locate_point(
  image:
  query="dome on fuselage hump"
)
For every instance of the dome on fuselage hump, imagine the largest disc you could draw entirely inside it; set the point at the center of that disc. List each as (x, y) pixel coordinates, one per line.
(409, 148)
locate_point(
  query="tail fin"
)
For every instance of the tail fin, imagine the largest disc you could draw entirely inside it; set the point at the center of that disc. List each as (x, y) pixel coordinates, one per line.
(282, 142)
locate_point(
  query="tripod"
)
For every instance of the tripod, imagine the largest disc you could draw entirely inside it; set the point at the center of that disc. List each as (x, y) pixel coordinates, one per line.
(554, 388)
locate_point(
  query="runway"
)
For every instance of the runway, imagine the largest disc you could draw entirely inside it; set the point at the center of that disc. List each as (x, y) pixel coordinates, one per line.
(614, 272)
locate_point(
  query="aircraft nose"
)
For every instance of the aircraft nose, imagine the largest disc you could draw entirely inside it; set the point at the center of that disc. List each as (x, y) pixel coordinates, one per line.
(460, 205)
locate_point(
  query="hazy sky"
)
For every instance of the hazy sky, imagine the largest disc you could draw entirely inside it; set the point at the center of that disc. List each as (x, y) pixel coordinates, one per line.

────────────────────────────────────────

[Problem]
Give the material above again, word for word.

[Output for this task]
locate_point(
  image:
  query="dome on fuselage hump"
)
For every instance of the dome on fuselage hump, imagine the largest disc you could draw entirely inside it; set the point at the center of that disc. List each as (x, y) pixel coordinates, one per line.
(409, 148)
locate_point(
  query="tail fin"
)
For every instance of the tail fin, imagine the largest disc you could draw entirely inside it; set the point at the center of that disc. List each as (x, y) pixel coordinates, one per line.
(282, 142)
locate_point(
  query="tripod"
)
For every instance of the tripod, imagine the largest disc you could draw entirely inside it; set the point at the center of that disc. List each as (x, y) pixel coordinates, one per line.
(554, 388)
locate_point(
  query="runway"
)
For every instance of the runway, imagine the largest disc you could draw entirely inside it; set the point at the center of that disc. List each as (x, y) pixel coordinates, one per line.
(614, 272)
locate_point(
  query="aircraft nose"
)
For every instance of the aircraft nose, imagine the largest disc you could draw entirely inside it; set the point at the center of that disc. List each as (x, y) pixel coordinates, one per line.
(460, 205)
locate_point(
  query="hazy sky"
)
For every instance of the hazy sky, imagine the largest disc you could draw entirely inside it; set the point at the center of that disc. List each as (x, y) pixel coordinates, one per line.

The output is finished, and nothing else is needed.